SET TASK
Copy word for word every line from the line with "like [506, 246]." to the line with "Query: red guitar body", including both of those lines.

DATA FOR THIS EXERCISE
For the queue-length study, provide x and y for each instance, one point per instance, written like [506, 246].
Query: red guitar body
...
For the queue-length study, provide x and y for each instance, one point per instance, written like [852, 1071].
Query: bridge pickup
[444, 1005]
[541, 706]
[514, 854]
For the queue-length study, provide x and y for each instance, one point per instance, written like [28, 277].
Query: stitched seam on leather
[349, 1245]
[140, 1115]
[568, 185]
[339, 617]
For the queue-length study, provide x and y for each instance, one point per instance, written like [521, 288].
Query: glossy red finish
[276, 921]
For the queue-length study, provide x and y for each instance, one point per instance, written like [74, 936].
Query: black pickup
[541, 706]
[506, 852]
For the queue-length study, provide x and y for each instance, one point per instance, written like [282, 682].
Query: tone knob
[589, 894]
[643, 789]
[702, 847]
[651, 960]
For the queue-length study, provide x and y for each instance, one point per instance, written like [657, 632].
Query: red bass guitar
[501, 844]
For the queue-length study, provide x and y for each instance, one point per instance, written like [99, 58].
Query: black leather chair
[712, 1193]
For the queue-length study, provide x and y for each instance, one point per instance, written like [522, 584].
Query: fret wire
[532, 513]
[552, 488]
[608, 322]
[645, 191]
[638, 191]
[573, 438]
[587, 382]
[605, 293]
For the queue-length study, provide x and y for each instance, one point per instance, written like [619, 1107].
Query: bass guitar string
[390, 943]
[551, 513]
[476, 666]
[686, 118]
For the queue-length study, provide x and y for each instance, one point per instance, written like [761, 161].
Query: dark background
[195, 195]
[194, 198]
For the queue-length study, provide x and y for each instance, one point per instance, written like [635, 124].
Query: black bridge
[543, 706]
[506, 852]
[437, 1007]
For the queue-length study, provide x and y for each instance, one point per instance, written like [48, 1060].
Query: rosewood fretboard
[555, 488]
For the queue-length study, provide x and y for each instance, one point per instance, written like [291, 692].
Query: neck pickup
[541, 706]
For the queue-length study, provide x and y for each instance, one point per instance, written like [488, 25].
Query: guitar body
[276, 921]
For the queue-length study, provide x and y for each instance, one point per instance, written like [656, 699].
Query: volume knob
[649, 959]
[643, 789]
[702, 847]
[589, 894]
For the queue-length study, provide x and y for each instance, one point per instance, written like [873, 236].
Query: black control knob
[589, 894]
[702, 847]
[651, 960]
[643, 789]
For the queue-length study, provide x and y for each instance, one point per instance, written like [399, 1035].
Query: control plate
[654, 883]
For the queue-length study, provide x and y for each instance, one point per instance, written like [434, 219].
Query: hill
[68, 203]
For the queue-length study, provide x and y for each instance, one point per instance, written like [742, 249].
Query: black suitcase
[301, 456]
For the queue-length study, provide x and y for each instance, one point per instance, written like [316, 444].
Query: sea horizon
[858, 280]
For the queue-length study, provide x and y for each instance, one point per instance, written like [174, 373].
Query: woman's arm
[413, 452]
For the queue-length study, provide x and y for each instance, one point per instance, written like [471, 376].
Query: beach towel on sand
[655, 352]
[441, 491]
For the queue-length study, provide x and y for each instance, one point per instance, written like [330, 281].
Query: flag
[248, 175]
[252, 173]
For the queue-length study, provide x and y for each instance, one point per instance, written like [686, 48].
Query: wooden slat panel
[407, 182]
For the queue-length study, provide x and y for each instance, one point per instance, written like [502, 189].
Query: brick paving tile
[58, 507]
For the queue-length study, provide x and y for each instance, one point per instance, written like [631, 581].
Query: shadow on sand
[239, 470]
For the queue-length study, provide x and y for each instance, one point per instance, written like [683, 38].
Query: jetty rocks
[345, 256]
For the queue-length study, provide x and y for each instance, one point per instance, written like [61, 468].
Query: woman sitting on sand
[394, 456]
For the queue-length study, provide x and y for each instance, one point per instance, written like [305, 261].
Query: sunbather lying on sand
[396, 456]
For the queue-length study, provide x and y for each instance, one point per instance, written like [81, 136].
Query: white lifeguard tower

THE REPLY
For the queue-length study, provide x and y for each instance, one point per instance, written like [506, 246].
Query: red guitar body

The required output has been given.